Instrução 1: Resuma o parágrafo do excerto abaixo que começa por "Não se demolha o bacalhau", conservando os factos principais.
Instrução 2: Cite fielmente o trecho do excerto abaixo com início em "Não se demolha" e fim em "Leva-se a cozer.".

Excerto:
Zé, a malta anda toda divertida a "facebookar"... Não é o pais que temos, é o tempo que temos e estamos a viver no outono da vida... E depois já ninguém tem pachorra para ler, mais de dois parágrafos... Abraço, Luís
Bacalhau ainda vai havendo, mas não é ribatejano, os campinos tal como o gado bravo, esses, estão em vias de extinção... Resta-nos a sopa de bacalhau dos campinos... Aqui vai a receita...
https://www.portugal.gastronomias.com/ribatejo.html
https://www.portugal.gastronomias.com/ribatejo013.html
Sopa de Bacalhau dos Campinos
AZAMBUJA
Ingredientes:
Para 4 pessoas
2 ou 3 postas de bacalhau baixo ;
2 cebolas grandes ;
750 g de tomate maduro ;
700 g de batatas ;
1 dente de alho ;
400 g de pão de trigo caseiro (ou de 2ª) ;
6 colheres de sopa de azeite ;
pimenta branca
Confecção:
Numa caçarola de barro introduzem-se as cebolas ás rodelas, o tomate cortado aos bocados sem as sementes e com algumas peles, as batatas ás rodelas e o dente de alho.
Não se demolha o bacalhau, mas lava-se em várias águas com a intenção de lhe retirar o máximo de sal. Colocam-se as postas assim lavadas sobre as batatas e rega-se tudo com a água que se julgar necessária para cozer todos os ingredientes e para molhar as sopas. Leva-se a cozer.
Entretanto, tem-se o pão cortado ás fatias pequenas para dentro de uma saladeira de barro (alguidar). Escaldam-se com a água da sopa (depois de tudo cozido) a ferver. Tapa-se e deixa-se abeberar. Passados alguns minutos e quando todas as sopas estiverem repassadas de caldo, escorre-se o que estiver a mais e rega-se com o azeite. A quantidade de azeite deverá ser a necessária para que as sopas fiquem bem saborosas à gordura. Dão-se umas voltas ás sopas e dispõem-se por cima as cebolas, as batatas e o tomate. O bacalhau serve-se ao mesmo tempo, mas à parte.
Come-se com colheres de pau ou de corno.
Acompanhe com: Vale d' Ana '99 - Regional Ribatejo
Meu caro Luís
O comentário do Colaço terá a sua razão de ser mas acho que, se por um lado, há leitores que já têm dificuldade em ler mais do que duas linhas seguidas, também haverá, por outro lado, quem fique sem saber muito bem o que e como comentar.
Olha, Luís, num dos post anteriores referi que entendia que se tratava não de um diálogo mas sim de um triálogo, pois o narrador funcionava como uma câmara de eco, como um jogo de espelhos, nas conversas dos dois amigos então 'sobreviventes', pois agora, com este IV episódio sabemos que o Tony já "partiu".
Ao longo dos 4 episódios as 'alegadas' conversas (repara como tenho o cuidado revelado pelos nossos repórteres e comentadores ao referir "alegadas"...) entre o Tony e o Belmiro são como que um tratado, um guião, para várias explorações de temas.

Material:
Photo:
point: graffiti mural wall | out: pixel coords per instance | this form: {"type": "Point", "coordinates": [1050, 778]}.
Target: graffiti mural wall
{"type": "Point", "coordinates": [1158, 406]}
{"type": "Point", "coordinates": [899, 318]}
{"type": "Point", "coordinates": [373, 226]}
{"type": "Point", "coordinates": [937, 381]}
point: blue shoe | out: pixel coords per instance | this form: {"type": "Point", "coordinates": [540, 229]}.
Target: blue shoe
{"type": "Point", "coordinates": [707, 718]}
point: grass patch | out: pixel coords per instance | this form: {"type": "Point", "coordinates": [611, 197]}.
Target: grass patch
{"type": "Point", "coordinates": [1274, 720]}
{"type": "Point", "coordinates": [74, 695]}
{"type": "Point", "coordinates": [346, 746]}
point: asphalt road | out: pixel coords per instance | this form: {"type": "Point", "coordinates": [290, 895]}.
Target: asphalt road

Resposta final 1: O bacalhau não é demolhado. É lavado em várias águas para perder o máximo de sal. As postas lavadas vão por cima das batatas. Junta-se a água necessária para cozer os ingredientes e molhar as sopas, e leva-se tudo a cozer.

Resposta final 2:
Não se demolha o bacalhau, mas lava-se em várias águas com a intenção de lhe retirar o máximo de sal. Colocam-se as postas assim lavadas sobre as batatas e rega-se tudo com a água que se julgar necessária para cozer todos os ingredientes e para molhar as sopas. Leva-se a cozer.